● Given records
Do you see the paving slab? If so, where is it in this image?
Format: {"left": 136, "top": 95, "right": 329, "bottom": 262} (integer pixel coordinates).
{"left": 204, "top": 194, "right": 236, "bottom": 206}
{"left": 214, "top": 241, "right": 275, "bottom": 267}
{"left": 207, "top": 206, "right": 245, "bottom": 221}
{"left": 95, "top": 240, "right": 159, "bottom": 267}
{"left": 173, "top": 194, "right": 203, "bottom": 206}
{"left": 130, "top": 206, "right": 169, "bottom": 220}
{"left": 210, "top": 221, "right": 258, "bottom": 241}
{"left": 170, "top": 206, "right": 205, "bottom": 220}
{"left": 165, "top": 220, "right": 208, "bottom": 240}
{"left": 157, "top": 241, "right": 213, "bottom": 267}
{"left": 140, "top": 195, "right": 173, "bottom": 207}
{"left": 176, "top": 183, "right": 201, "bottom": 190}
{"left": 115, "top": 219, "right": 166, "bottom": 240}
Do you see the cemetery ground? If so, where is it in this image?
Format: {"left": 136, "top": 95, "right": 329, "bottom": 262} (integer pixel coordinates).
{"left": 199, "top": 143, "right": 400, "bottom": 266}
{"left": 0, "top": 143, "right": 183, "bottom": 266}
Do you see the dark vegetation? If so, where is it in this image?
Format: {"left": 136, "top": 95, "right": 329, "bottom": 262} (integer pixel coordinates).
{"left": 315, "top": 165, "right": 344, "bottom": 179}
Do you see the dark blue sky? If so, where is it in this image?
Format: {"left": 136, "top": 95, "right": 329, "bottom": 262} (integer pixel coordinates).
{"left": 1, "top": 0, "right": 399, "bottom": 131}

● Problem requirements
Nothing but the lines from the top of the entries above through the line with "Do you see the dark vegetation?" should be set down, each exactly as written.

● Answer to the exercise
Do you see the paving slab? If so, where is it in this image?
Format: {"left": 136, "top": 95, "right": 329, "bottom": 262} (integer pixel coordinates).
{"left": 204, "top": 194, "right": 236, "bottom": 206}
{"left": 214, "top": 241, "right": 275, "bottom": 267}
{"left": 207, "top": 206, "right": 245, "bottom": 221}
{"left": 95, "top": 240, "right": 159, "bottom": 267}
{"left": 173, "top": 194, "right": 203, "bottom": 206}
{"left": 130, "top": 206, "right": 169, "bottom": 220}
{"left": 210, "top": 221, "right": 258, "bottom": 241}
{"left": 170, "top": 206, "right": 205, "bottom": 220}
{"left": 165, "top": 220, "right": 208, "bottom": 240}
{"left": 157, "top": 241, "right": 213, "bottom": 267}
{"left": 140, "top": 195, "right": 173, "bottom": 207}
{"left": 176, "top": 183, "right": 201, "bottom": 190}
{"left": 115, "top": 219, "right": 166, "bottom": 240}
Do you see the cemetery ground? If so, where is it in this image?
Format: {"left": 136, "top": 95, "right": 329, "bottom": 262} (integer pixel coordinates).
{"left": 199, "top": 143, "right": 400, "bottom": 266}
{"left": 0, "top": 143, "right": 183, "bottom": 266}
Do you see the dark vegetation? If so, where is it in this image?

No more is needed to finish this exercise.